How to buy Bitcoin and Ethereum

If you've seen the incredible upward momentum of Bitcoin, Ethereum, and other cryptocurrencies, you've maybe also considered getting in on the action. Now, you're gonna learn how.

But first, a disclaimer: Bitcoin, Ethereum, and so many of the other cryptocurrencies out there can be a way to pay for stuff online, sure. And they can also be (if they aren't already more popular as) investments. And investments, you might know, can go up and down. You can gain money on them, or lose it. And those values can fluctuate wildly, as you might've also seen lately. 

To put it simply: proceed with extreme caution. We're not here to tell you whether or not you should buy it, just to show you how you can pull it off.

That said, the rise of cryptocurrencies are an exciting moment for technology, and even if you don't want to actually buy any, it's worth knowing how it all works. 

Let's begin where any investment starts—in your own wallet.

The wallet.

Just like depositing money in the bank or buying a stock, you keep your cryptocoins in a digital account known as a wallet, which lets you store, receive, and send them. 

But it's a bit more complicated than that, and there's some serious notes of precaution to be aware of with a wallet. Cryptocurrency won't just magically appear in your wallet out of thin air. You've gotta buy it, first. There are several ways to do that, but the easiest is to exchange a fiat currency—dollars, euros, pounds, etc—for some cryptocurrency. And the easiest place to do that is at an exchange.

### Given records
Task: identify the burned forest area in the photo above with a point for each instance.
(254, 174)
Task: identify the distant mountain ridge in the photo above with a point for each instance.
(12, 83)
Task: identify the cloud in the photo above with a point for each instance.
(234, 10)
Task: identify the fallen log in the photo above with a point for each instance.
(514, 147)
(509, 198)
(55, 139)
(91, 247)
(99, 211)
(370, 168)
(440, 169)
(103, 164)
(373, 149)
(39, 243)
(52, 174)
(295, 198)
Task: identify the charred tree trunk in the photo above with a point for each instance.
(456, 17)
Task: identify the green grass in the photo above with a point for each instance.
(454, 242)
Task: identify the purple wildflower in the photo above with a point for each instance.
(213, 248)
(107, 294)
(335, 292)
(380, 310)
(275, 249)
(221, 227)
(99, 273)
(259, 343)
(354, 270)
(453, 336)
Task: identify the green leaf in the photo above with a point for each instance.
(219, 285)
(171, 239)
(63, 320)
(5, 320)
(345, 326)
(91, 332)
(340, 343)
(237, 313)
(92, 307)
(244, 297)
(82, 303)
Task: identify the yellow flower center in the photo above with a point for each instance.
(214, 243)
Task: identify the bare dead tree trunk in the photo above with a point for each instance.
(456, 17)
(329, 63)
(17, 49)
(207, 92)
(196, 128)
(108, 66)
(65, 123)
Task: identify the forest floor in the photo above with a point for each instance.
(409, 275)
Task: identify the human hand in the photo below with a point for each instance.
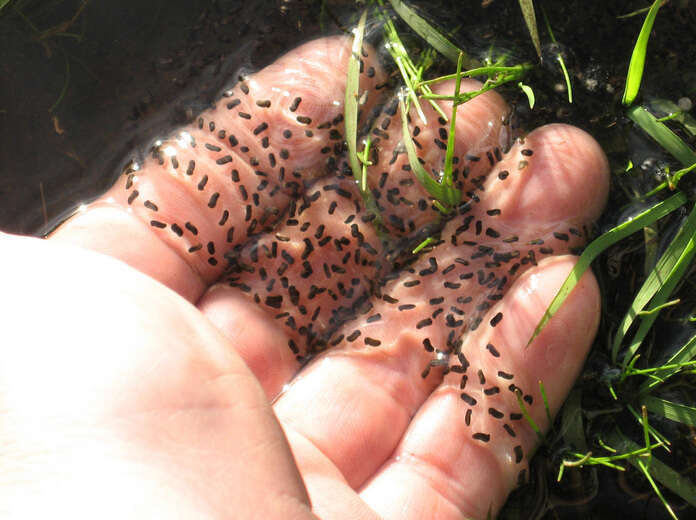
(164, 396)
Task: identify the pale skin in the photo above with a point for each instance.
(132, 385)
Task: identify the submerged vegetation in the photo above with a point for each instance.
(633, 411)
(643, 414)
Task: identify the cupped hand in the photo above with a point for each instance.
(241, 250)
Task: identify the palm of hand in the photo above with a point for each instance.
(369, 434)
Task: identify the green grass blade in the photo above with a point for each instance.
(660, 471)
(436, 190)
(637, 64)
(663, 135)
(672, 411)
(429, 33)
(527, 7)
(656, 280)
(529, 93)
(685, 354)
(351, 100)
(449, 155)
(609, 238)
(667, 286)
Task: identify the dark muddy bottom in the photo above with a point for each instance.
(83, 88)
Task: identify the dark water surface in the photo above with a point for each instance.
(83, 89)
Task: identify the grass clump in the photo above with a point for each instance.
(633, 418)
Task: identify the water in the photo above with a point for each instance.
(140, 69)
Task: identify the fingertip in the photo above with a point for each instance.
(559, 173)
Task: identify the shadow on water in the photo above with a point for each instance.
(84, 85)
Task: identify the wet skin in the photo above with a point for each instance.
(176, 306)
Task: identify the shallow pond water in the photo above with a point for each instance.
(85, 88)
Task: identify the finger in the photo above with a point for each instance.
(325, 258)
(230, 174)
(428, 309)
(444, 463)
(143, 394)
(481, 135)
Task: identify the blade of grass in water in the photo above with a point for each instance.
(655, 280)
(430, 34)
(449, 155)
(663, 135)
(667, 286)
(529, 93)
(527, 7)
(678, 484)
(637, 64)
(445, 195)
(672, 411)
(609, 238)
(559, 56)
(351, 101)
(685, 354)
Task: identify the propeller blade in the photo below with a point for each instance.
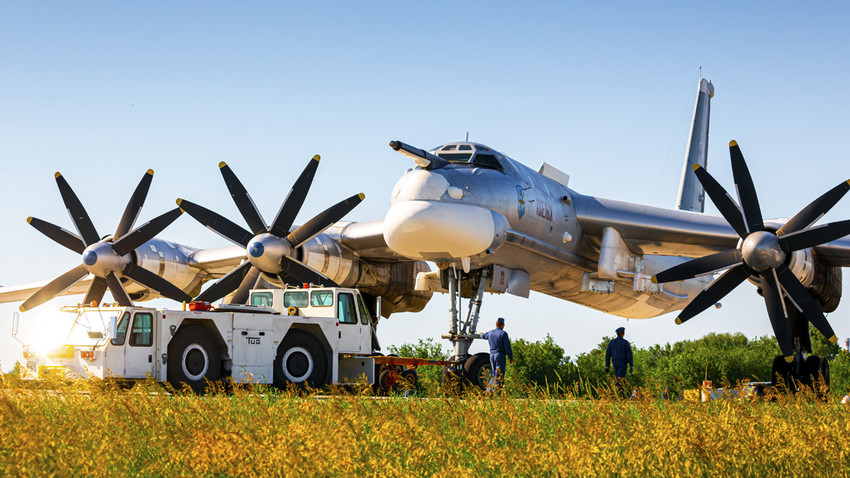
(295, 199)
(746, 190)
(78, 213)
(713, 293)
(63, 237)
(699, 266)
(217, 223)
(296, 273)
(804, 300)
(118, 293)
(145, 232)
(243, 200)
(323, 220)
(55, 287)
(724, 202)
(96, 290)
(814, 236)
(227, 284)
(778, 318)
(815, 210)
(152, 281)
(244, 289)
(134, 205)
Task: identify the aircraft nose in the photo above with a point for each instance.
(432, 230)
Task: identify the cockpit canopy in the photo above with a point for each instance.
(474, 154)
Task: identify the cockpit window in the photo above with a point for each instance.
(455, 157)
(487, 160)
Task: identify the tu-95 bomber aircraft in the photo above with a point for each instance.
(490, 224)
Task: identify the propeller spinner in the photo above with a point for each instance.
(109, 258)
(269, 248)
(762, 255)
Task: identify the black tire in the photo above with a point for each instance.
(300, 361)
(406, 382)
(193, 356)
(478, 371)
(823, 371)
(781, 373)
(452, 379)
(811, 370)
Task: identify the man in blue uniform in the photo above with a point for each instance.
(500, 348)
(620, 352)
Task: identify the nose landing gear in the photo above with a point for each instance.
(469, 370)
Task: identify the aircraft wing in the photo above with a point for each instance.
(22, 292)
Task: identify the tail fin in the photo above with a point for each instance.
(691, 193)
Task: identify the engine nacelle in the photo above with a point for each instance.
(823, 282)
(169, 261)
(394, 282)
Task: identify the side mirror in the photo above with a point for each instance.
(16, 319)
(113, 327)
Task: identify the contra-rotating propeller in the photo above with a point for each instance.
(763, 254)
(109, 258)
(269, 248)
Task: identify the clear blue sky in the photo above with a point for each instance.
(102, 91)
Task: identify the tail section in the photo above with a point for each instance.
(691, 193)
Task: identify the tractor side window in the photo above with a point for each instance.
(364, 312)
(261, 298)
(345, 309)
(121, 333)
(322, 298)
(142, 332)
(298, 299)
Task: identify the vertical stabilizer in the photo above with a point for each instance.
(691, 194)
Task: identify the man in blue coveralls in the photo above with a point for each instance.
(620, 352)
(500, 347)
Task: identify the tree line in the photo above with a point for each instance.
(724, 359)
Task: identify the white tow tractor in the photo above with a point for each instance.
(311, 336)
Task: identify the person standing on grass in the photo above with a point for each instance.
(500, 349)
(620, 352)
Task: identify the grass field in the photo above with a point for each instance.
(95, 430)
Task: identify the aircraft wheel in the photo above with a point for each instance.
(300, 361)
(452, 379)
(811, 370)
(781, 373)
(193, 356)
(478, 370)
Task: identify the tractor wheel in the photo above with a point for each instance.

### Requests
1. List every fiat currency that the guide on buying Bitcoin and Ethereum names as an example.
2. Gather every line of the rows that contains the word "tractor". Case counts.

### Solutions to the tasks
1. dollars, euros, pounds

2.
Task: identify the tractor side window in the photo above with a point for each instance.
Task: identify the white tow tractor in the photo above with a point for each instance.
Task: identify the tractor wheel in the photo above with a point for each instance.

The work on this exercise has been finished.